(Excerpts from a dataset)
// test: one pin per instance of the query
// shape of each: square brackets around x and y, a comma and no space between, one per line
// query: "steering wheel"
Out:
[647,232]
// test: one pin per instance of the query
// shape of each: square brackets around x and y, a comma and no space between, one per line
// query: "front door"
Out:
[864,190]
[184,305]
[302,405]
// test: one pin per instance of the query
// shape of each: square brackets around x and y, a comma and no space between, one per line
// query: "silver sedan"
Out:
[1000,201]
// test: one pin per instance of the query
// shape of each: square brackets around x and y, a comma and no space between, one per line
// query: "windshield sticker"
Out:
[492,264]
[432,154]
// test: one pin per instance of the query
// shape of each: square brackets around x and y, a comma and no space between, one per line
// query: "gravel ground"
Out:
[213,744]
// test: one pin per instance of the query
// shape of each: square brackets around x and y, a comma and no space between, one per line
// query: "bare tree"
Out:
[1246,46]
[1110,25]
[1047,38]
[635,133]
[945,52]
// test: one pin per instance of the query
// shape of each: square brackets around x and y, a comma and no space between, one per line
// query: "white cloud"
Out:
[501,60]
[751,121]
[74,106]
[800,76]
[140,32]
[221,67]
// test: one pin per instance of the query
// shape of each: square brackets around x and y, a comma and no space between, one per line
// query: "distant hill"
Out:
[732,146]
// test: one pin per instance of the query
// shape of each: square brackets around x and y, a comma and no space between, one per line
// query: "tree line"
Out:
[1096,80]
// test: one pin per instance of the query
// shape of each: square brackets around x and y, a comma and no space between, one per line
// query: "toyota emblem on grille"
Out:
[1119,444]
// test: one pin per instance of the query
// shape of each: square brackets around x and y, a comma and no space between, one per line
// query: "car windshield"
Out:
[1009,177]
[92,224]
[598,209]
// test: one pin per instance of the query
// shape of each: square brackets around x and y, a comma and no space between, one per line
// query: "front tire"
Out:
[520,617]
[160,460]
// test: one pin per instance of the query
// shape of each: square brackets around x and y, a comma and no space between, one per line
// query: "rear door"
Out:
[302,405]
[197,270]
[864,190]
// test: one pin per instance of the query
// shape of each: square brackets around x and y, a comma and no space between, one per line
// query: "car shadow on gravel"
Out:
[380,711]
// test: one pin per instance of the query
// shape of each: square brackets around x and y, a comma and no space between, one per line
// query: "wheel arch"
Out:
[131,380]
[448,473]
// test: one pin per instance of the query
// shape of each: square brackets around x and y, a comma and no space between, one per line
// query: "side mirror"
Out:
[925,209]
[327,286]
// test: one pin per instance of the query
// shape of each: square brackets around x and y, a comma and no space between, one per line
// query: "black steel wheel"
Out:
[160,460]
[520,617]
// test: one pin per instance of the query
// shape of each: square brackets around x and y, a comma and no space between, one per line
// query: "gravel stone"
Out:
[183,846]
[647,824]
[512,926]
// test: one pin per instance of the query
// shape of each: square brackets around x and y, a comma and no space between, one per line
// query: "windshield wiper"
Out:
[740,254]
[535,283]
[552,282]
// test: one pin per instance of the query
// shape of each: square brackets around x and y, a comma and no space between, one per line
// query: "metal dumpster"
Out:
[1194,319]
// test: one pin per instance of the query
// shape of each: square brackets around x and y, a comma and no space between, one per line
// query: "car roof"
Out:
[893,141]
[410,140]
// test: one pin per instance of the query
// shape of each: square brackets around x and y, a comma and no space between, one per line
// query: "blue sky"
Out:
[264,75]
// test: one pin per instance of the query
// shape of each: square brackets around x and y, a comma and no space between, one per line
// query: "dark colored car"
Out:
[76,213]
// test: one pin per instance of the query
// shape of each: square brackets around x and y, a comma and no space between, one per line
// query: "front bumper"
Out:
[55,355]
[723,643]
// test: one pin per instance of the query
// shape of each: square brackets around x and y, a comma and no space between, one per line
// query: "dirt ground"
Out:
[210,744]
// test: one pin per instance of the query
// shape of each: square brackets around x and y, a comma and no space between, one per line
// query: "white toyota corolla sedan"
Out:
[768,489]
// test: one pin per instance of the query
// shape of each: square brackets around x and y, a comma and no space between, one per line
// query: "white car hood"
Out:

→ **Your assignment**
Your task is to transcribe each record faithfully and in full.

→ **Your response**
// test: one pin per instance of the query
// shape of each: square brackets around x and y, a comma and no space between, one per line
// query: "steering wheel"
Out:
[647,232]
// test: one pin per instance of the query
// shape of each: square brackets around x and y, a comma and no space between, one per line
// query: "front door"
Out:
[864,190]
[184,305]
[302,405]
// test: one pin per instance of the query
// shape of each: square brackets around x and y, a comma and no space between, one per line
// query: "silver sedan"
Out:
[1000,201]
// test: one pin per instance of the query
// shape of each: square brackets around x and y, a comma and no space between, one per line
// query: "windshield sticker"
Out:
[492,264]
[432,154]
// test: one pin per instance of the query
// shape of each: square brackets around x and y, a comma and no space between, one per line
// query: "gravel ground"
Out:
[213,744]
// test: one pin per instance of the query
// shape of each: square brackets around x and y, a comma and no space between, one per line
// query: "bare tree"
Out:
[1246,46]
[1110,25]
[1047,38]
[635,133]
[945,52]
// test: one pin per instance of the query
// shape of each: square brackets around x and y, a comma and no space between, one per line
// query: "white cloud"
Out:
[501,60]
[751,121]
[74,106]
[800,76]
[140,32]
[221,67]
// test: one pin per instance of the query
// shape of each: square brackets around x and y, a comma and no space between, one per line
// query: "distant hill"
Out:
[732,146]
// test: one pin per instance of the query
// shape of each: square brackets around x and y, a comma and no space between, one per line
// query: "tree line"
Out:
[1096,80]
// test: one pin per instance of the query
// shape of each: square brackets around x and y, a comma and no space between, one per line
// query: "toyota emblem on grille"
Out:
[1119,444]
// test: one pin per instance of the query
// shape of each: square brackets around x and y, a comma and no space between, one per line
// query: "car windshield"
Out:
[1009,177]
[92,224]
[598,209]
// test: one pin per instance of the query
// shape of each: square brackets around x and y, a comma and no space between, one per line
// query: "front tire"
Out:
[520,617]
[160,460]
// test: one pin per instance of the query
// shape of each: square brackets around x and y, a comma and no space between, one per line
// query: "rear door"
Out:
[302,405]
[197,270]
[864,190]
// test: one pin per instance of the query
// shape of each: square brackets around x and y, a comma and no space between, one per line
// query: "car shadow on gravel"
Out:
[380,711]
// test: one pin per instance of the query
// shape of each: square brackets around x and y, a comma and no space between, one per line
// query: "wheel arch"
Out:
[131,380]
[448,473]
// test: one pin per instance of the query
// shape of each: square brackets around x and y, a comma and no space between, one per line
// query: "side mirror"
Out:
[925,209]
[327,286]
// test: one pin per instance of the query
// shape of each: square brackets around x and y, a comma and no space between, one per line
// query: "black steel wheel"
Out:
[160,460]
[520,617]
// test: one pin per instance of the query
// shape of each: square brackets around x and y, a comma and no space between, one per line
// query: "gravel stone"
Out:
[183,846]
[647,824]
[512,926]
// test: one pin per instance of the query
// shape of each: square brackets around x and y, a comma and no space between, one per line
// query: "windshield wiper"
Out:
[740,254]
[535,283]
[552,282]
// test: one pin per instance of the query
// shape of each: square brackets around x and y, a comma and no space between, one per line
// query: "metal dumpster"
Out:
[1194,319]
// test: one pin per instance of the query
// shape of each: square brackets around x and y, a comma and no space between, one per line
// query: "car roof"
Out:
[893,141]
[410,140]
// test: one pin per instance of the query
// shape of each: square brackets around x and y, a comma and no space between, one per line
// query: "blue sky"
Out:
[264,75]
// test: one pin per instance of the query
// shape of each: square brackets around x and y, a comma and no space between, one per line
// query: "dark colored car"
Out:
[76,213]
// test: one pin per instance of the query
// shape of each: square brackets around x and y, a comma and no space between, one per line
// query: "front bumper"
Out:
[55,355]
[723,643]
// test: one pin per instance of the query
// shape of each: square brackets around x and y, a comma and no space between, one per line
// query: "dirt ground"
Out:
[210,744]
// test: one pin per instance of the query
// shape of each: square brackets around x and y, a comma and no space between, one per line
// query: "white toyota corolla sedan"
Out:
[768,489]
// test: one pin per instance of the query
// shape of each: square brackets around x and y, a comma and no space between, one per line
// query: "white car hood"
Out:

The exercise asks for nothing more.